Data excerpts section start
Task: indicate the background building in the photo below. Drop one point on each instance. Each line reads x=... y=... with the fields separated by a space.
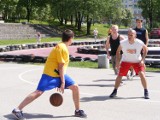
x=133 y=7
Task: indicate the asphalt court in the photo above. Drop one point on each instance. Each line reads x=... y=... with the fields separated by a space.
x=18 y=80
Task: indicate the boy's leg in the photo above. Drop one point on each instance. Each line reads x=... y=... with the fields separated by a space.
x=75 y=95
x=141 y=72
x=117 y=84
x=144 y=84
x=31 y=97
x=17 y=112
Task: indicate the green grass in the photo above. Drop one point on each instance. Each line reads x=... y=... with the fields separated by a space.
x=25 y=41
x=85 y=64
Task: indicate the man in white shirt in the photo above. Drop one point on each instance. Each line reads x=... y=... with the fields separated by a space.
x=131 y=57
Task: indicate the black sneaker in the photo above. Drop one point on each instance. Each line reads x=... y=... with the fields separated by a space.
x=113 y=94
x=146 y=95
x=80 y=113
x=18 y=114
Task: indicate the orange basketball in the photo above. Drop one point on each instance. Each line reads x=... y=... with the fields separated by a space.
x=56 y=99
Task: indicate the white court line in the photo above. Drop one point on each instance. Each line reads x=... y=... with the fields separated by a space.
x=6 y=68
x=89 y=94
x=24 y=80
x=154 y=91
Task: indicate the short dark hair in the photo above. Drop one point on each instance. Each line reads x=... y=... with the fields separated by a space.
x=139 y=19
x=66 y=35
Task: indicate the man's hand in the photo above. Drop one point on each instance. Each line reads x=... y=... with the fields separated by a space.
x=61 y=89
x=117 y=65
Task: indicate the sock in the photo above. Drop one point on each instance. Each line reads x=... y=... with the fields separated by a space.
x=145 y=90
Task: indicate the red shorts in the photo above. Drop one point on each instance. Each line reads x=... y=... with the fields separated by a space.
x=125 y=66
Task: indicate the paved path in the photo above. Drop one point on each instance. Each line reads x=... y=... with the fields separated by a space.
x=18 y=80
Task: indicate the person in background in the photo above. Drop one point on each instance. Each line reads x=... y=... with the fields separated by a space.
x=142 y=34
x=95 y=32
x=38 y=37
x=131 y=57
x=113 y=41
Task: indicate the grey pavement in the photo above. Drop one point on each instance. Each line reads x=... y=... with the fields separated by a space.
x=18 y=80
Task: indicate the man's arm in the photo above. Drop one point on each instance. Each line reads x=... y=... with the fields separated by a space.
x=108 y=46
x=118 y=56
x=122 y=37
x=145 y=51
x=147 y=38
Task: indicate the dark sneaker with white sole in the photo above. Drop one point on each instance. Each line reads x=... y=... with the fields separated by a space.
x=18 y=114
x=80 y=113
x=113 y=94
x=146 y=94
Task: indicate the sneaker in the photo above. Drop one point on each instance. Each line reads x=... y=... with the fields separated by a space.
x=129 y=75
x=146 y=95
x=18 y=114
x=80 y=113
x=113 y=94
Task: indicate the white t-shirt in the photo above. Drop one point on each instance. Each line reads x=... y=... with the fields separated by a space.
x=131 y=52
x=95 y=32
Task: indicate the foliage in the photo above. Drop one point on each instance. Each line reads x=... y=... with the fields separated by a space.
x=150 y=11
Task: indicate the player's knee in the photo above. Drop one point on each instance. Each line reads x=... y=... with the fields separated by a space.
x=38 y=93
x=74 y=87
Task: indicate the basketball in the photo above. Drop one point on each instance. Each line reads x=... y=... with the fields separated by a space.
x=56 y=99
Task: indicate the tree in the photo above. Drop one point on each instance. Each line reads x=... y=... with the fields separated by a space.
x=150 y=10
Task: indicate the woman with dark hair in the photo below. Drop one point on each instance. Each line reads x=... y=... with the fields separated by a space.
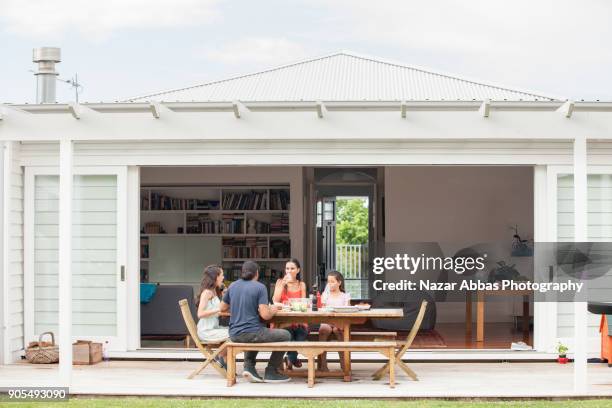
x=208 y=303
x=290 y=286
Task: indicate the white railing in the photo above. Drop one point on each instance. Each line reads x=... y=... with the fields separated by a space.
x=352 y=261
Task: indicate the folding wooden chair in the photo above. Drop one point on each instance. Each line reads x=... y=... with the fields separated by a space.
x=405 y=346
x=206 y=348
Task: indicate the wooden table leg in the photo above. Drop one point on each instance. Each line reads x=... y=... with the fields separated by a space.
x=311 y=371
x=480 y=317
x=231 y=367
x=526 y=319
x=392 y=367
x=468 y=314
x=347 y=354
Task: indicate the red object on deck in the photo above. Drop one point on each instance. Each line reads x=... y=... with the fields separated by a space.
x=606 y=340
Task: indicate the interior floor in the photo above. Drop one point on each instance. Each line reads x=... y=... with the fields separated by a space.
x=445 y=336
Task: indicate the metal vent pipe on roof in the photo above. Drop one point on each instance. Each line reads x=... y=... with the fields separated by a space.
x=46 y=58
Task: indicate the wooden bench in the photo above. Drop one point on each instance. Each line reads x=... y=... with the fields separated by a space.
x=311 y=349
x=362 y=335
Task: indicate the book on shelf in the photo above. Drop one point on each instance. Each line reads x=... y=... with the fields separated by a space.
x=250 y=247
x=279 y=200
x=163 y=202
x=144 y=248
x=280 y=248
x=280 y=223
x=253 y=200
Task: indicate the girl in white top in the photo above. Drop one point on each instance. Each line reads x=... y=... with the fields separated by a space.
x=208 y=308
x=334 y=295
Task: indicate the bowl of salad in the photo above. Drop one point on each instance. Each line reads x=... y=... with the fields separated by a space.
x=299 y=305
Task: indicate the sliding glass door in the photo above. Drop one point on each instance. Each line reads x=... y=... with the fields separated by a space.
x=98 y=254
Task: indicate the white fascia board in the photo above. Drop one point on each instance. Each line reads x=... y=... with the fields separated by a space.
x=239 y=109
x=281 y=106
x=567 y=109
x=272 y=125
x=77 y=110
x=321 y=110
x=485 y=108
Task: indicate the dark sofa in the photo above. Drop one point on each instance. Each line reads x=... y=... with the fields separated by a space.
x=161 y=317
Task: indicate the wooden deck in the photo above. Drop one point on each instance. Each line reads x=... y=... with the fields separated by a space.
x=442 y=380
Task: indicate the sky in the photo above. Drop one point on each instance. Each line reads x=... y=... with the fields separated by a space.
x=124 y=48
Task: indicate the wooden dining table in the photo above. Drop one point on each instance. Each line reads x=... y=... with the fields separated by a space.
x=342 y=320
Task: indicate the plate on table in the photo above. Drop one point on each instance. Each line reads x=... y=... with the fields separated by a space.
x=345 y=309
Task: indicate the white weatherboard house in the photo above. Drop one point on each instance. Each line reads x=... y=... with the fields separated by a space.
x=434 y=154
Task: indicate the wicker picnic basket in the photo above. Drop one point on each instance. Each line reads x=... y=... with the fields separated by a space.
x=43 y=352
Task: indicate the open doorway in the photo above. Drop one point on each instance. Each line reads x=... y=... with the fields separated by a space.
x=343 y=225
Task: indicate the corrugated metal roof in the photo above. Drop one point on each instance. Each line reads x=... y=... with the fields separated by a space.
x=344 y=76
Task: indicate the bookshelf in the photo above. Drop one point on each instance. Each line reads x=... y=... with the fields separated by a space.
x=251 y=221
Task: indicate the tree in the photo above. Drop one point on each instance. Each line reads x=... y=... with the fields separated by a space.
x=351 y=221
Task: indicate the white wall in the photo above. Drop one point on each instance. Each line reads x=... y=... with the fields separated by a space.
x=13 y=256
x=3 y=276
x=599 y=229
x=459 y=204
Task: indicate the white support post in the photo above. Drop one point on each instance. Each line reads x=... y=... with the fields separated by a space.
x=321 y=110
x=239 y=109
x=485 y=108
x=566 y=109
x=4 y=323
x=580 y=235
x=74 y=109
x=65 y=261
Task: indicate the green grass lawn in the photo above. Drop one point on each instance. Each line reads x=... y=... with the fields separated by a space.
x=268 y=403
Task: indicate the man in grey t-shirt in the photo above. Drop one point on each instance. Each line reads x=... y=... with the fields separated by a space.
x=247 y=301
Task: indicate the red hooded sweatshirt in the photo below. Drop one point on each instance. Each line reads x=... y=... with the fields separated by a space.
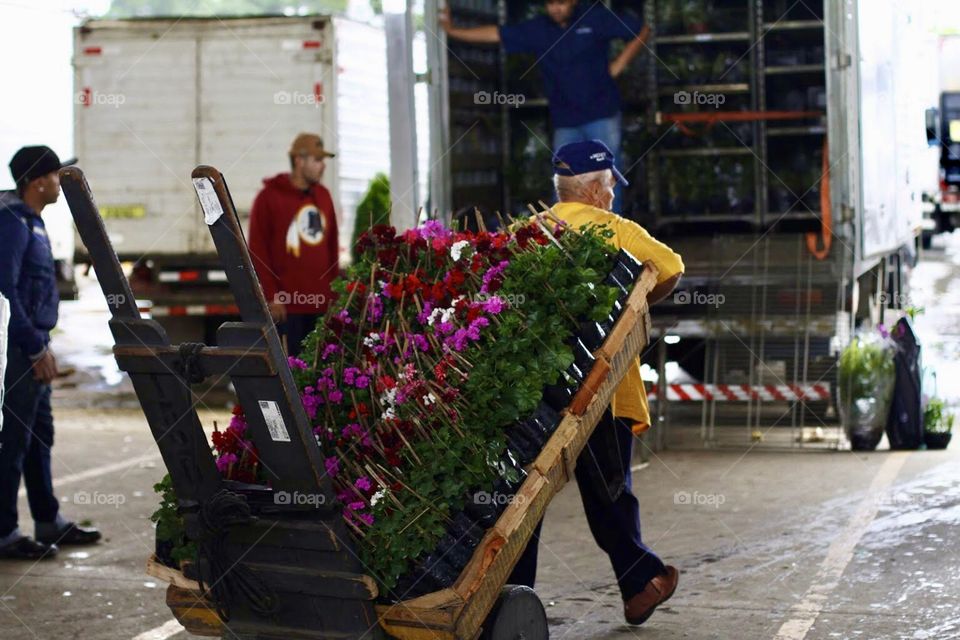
Data excerpts section end
— Directions for this task —
Exact text is required for the lines from the one with "Task: indicate the bookshelf" through the last line of the entries, both included. Omit pictures.

— Your solution —
Task: indicate the bookshelf in the photo above. Drop one point on each instance. Each line reads x=... y=... with the fields separated by a space.
x=251 y=221
Task: indicate the tree in the photo above. Drop one point on each instance. Each line reads x=... y=... with the fields separated by a space.
x=351 y=221
Task: indicate the white wall in the photo above. Drop one point on each instance. Each line reads x=... y=... with the fields separated by a space.
x=13 y=256
x=3 y=276
x=599 y=229
x=459 y=204
Task: indicate the white support post in the photo above. Drop one point on each instance. Each line reads x=... y=... with the fields separated by a space.
x=321 y=110
x=239 y=109
x=485 y=108
x=566 y=109
x=4 y=323
x=580 y=235
x=74 y=109
x=65 y=261
Task: indicate the green grass lawn in the photo above. Drop one point on each instance. Each line reads x=... y=... with the fields separated by a space.
x=268 y=403
Task: indicate the man in grey t-shirt in the photo above. Drop one point on each instance. Each line reads x=... y=... with the fields separated by a space.
x=247 y=301
Task: indicate the red hooded sweatshirt in the photo below. Drop one point on each instance. Each line reads x=... y=... with the fields separated by a space.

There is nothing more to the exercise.